• [Request A]
Set down the passage on the prophetic mantle word for word, starting at "So what are" and ending at "foundations—apply to you.".
• [Request B]
Answer these questions from the passage on the prophetic mantle:
(i) How many assumptions are listed in the opening paragraph?
(ii) What did Moses lose as a result of taking glory unto himself at the waters of Meribah?
(iii) As early as what year did Kimball, as an apostle, refer to the priesthood ban as a "possible error"?

• [Selection]
◇ ◇ ◇ ◇ ◇ ◇ ◇
So what are some of the assumptions we might be making that create intellectual tension and spiritual turmoil? I will mention five: the prophetic mantle, the nature of restoration, Mormon exclusivity, the efficacy of institutional religion, and the satisfactions of the gospel—including personal revelation. I can only say a few words about each but enough, I hope, to provoke you to consider if these—or kindred misplaced foundations—apply to you.

1. The Prophetic Mantle

Abraham deceived Abimelech about his relationship with Sarah. Isaac deceived Esau and stole both his birthright and his blessing (but maybe that’s okay because he is a patriarch and not a prophet, strictly speaking). Moses took glory unto himself at the waters of Meribah and lost his ticket to the promised land as a result. He was also guilty of manslaughter and covered up his crime. Jonah ignored the Lord’s call, then later whined and complained because God didn’t burn Nineveh to the ground as He had threatened. It doesn’t get a lot better in the New Testament. Paul rebuked Peter sharply for what he called cowardice and hypocrisy in his refusal to embrace the gentiles as equals. Then Paul got into a sharp argument with fellow apostle Barnabas, and they parted company. So where on earth do we get the notion that modern-day prophets are infallible specimens of virtue and perfection? Joseph said emphatically, “I don’t want you to think I am very righteous, for I am not very righteous.”4  To remove any possibility of doubts, he canonized those scriptures in which he is rebuked for his inconstancy and weakness. Most telling of all is section 124:1, in which this pervasive pattern is acknowledged and explained: “for unto this end have I raised you up, that I might show forth my wisdom through the weak things of the earth” (D&C 124:1; emphasis added). Air-brushing our prophets, past or present, is a wrenching of the scriptural record and a form of idolatry. God specifically said he called weak vessels so that we wouldn’t place our faith in their strength or power, but in God’s. Most crippling, however, are the false expectations this paradigm sets up: When Pres. Woodruff said the Lord would never suffer his servants to lead the people astray, we can only reasonably interpret that statement to mean that the prophets will not teach us any soul-destroying doctrine—not that they will never err. President Kimball himself condemned Brigham Young’s Adam-God teachings as heresy; and as an apostle he referred as early as 1963 to the priesthood ban as a “possible error” for which he asked forgiveness.5 The mantle represents priesthood keys, not a level of holiness or infallibility. God would not have enjoined us to hear what prophets, seers, and revelators have to say “in all patience and faith” if their words were always sage and inspired (D&C 21:5).
◇ ◇ ◇ ◇ ◇ ◇ ◇
• [Object detection data]
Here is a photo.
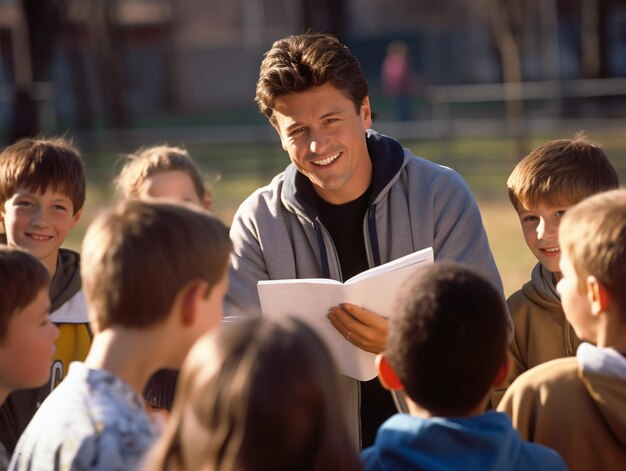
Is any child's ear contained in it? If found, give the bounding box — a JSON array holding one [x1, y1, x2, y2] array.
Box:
[[180, 280, 209, 326], [586, 275, 611, 316], [376, 353, 404, 391], [70, 208, 83, 229], [200, 189, 213, 210], [491, 352, 513, 388]]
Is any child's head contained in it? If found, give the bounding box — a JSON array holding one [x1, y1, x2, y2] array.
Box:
[[150, 319, 360, 470], [507, 133, 619, 273], [379, 262, 508, 417], [557, 189, 626, 346], [81, 200, 231, 338], [0, 246, 58, 403], [0, 138, 85, 272], [116, 145, 211, 209]]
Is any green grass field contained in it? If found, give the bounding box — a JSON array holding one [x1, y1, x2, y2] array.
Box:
[[58, 134, 626, 295]]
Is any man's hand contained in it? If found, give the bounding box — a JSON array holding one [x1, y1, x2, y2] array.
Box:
[[328, 303, 388, 353]]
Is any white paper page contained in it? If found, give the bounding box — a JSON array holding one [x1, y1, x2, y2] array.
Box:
[[258, 249, 432, 381]]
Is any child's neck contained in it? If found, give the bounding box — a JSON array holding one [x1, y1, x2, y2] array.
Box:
[[39, 251, 59, 279], [406, 396, 489, 419], [0, 387, 11, 405], [85, 326, 171, 394], [596, 312, 626, 353]]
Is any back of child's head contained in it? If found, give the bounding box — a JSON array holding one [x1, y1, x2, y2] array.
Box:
[[507, 132, 619, 211], [0, 245, 50, 344], [0, 138, 85, 213], [81, 200, 231, 330], [150, 319, 360, 471], [115, 145, 210, 207], [385, 262, 508, 416], [559, 188, 626, 322]]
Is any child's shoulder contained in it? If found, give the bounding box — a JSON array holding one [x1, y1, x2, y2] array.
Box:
[[507, 357, 584, 401]]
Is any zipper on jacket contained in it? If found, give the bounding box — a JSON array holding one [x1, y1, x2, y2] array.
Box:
[[313, 218, 330, 278], [367, 204, 381, 267]]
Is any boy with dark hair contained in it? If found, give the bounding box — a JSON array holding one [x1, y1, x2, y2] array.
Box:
[[0, 138, 91, 450], [0, 246, 59, 469], [498, 189, 626, 470], [361, 262, 566, 471], [492, 133, 619, 405], [11, 200, 231, 471]]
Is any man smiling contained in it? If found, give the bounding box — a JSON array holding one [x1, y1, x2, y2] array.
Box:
[[226, 33, 501, 446]]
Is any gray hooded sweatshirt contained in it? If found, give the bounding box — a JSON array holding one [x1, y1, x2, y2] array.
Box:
[[225, 130, 512, 446]]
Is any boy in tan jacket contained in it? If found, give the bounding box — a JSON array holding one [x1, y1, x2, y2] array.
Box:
[[492, 134, 619, 407], [498, 189, 626, 470]]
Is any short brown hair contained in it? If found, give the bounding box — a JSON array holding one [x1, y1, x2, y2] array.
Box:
[[385, 262, 509, 417], [255, 33, 369, 121], [81, 200, 232, 330], [148, 318, 361, 471], [0, 137, 85, 213], [559, 188, 626, 322], [0, 245, 50, 344], [115, 145, 207, 201], [506, 132, 619, 211]]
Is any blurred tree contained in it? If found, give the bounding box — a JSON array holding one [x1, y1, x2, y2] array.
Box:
[[302, 0, 346, 40], [485, 0, 525, 156], [9, 0, 66, 143], [86, 0, 129, 128]]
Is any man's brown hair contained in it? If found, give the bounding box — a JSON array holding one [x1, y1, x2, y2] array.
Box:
[[0, 245, 50, 344], [255, 33, 369, 122], [507, 132, 619, 212], [559, 188, 626, 322], [81, 200, 232, 331], [0, 137, 85, 213]]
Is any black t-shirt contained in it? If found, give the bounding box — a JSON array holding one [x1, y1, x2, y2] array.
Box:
[[317, 188, 396, 448]]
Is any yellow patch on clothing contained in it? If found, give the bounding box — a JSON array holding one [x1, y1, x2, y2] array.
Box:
[[50, 324, 91, 389]]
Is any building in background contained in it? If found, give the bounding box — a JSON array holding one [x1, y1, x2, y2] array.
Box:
[[0, 0, 626, 141]]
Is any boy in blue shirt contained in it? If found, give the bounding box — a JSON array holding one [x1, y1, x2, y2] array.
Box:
[[361, 263, 567, 471]]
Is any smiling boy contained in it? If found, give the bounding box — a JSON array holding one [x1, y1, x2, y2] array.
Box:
[[226, 33, 501, 445], [0, 245, 59, 469], [498, 189, 626, 471], [492, 133, 619, 406], [0, 138, 91, 450]]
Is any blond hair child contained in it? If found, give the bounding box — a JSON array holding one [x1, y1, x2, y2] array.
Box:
[[499, 189, 626, 471], [492, 133, 619, 405], [11, 200, 231, 470], [0, 138, 91, 451], [0, 246, 59, 469], [115, 145, 212, 416], [115, 145, 212, 209]]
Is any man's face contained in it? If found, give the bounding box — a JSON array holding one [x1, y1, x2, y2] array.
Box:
[[273, 84, 372, 204]]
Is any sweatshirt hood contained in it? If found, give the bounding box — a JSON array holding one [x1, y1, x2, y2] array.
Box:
[[364, 411, 523, 470], [522, 263, 563, 313], [576, 343, 626, 448]]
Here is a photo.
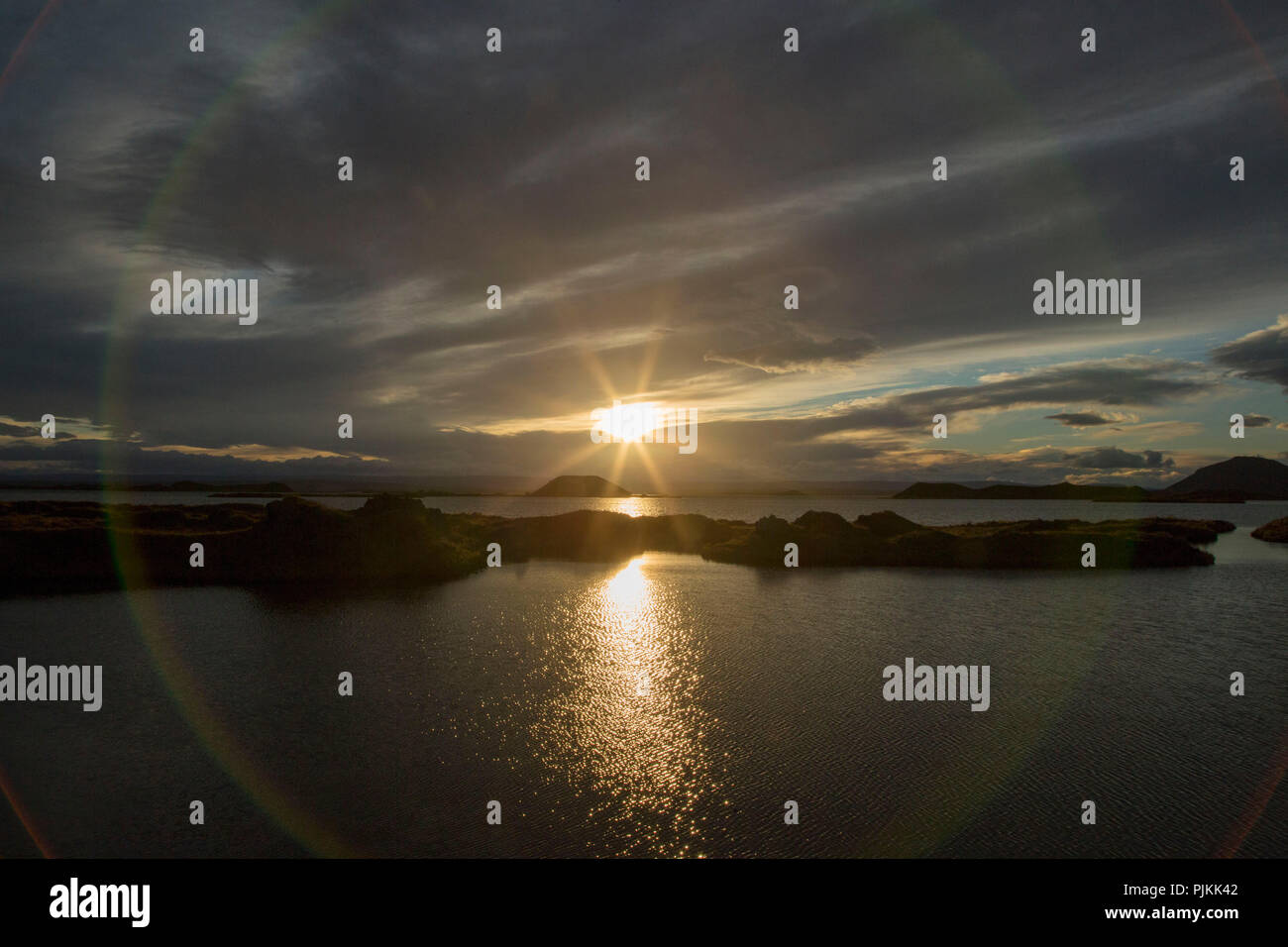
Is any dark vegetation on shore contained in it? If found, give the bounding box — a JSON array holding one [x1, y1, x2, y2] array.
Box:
[[0, 494, 1234, 594]]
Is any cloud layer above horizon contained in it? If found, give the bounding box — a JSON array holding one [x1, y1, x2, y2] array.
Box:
[[0, 0, 1288, 489]]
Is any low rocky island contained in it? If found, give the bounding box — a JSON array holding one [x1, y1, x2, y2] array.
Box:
[[1252, 517, 1288, 543], [0, 494, 1234, 594]]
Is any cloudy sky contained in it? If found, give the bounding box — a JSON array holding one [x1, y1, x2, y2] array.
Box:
[[0, 0, 1288, 489]]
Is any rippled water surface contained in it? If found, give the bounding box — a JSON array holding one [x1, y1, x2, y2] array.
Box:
[[0, 525, 1288, 856]]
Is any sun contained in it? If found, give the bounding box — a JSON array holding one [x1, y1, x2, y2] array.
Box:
[[595, 401, 657, 445]]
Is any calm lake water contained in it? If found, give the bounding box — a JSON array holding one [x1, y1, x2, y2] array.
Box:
[[0, 493, 1288, 857]]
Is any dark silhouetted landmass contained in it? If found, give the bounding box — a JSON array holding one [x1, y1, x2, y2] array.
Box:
[[1159, 458, 1288, 500], [894, 481, 1150, 502], [0, 494, 1234, 594], [532, 474, 631, 496], [896, 458, 1288, 502], [1252, 517, 1288, 543]]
◇ ◇ ◇ ◇ ◇ ◇ ◇
• [Full response A]
So what are some of the assumptions we might be making that create intellectual tension and spiritual turmoil? I will mention five: the prophetic mantle, the nature of restoration, Mormon exclusivity, the efficacy of institutional religion, and the satisfactions of the gospel—including personal revelation. I can only say a few words about each but enough, I hope, to provoke you to consider if these—or kindred misplaced foundations—apply to you.

• [Full response B]
(i) Five.
(ii) His ticket to the promised land.
(iii) 1963.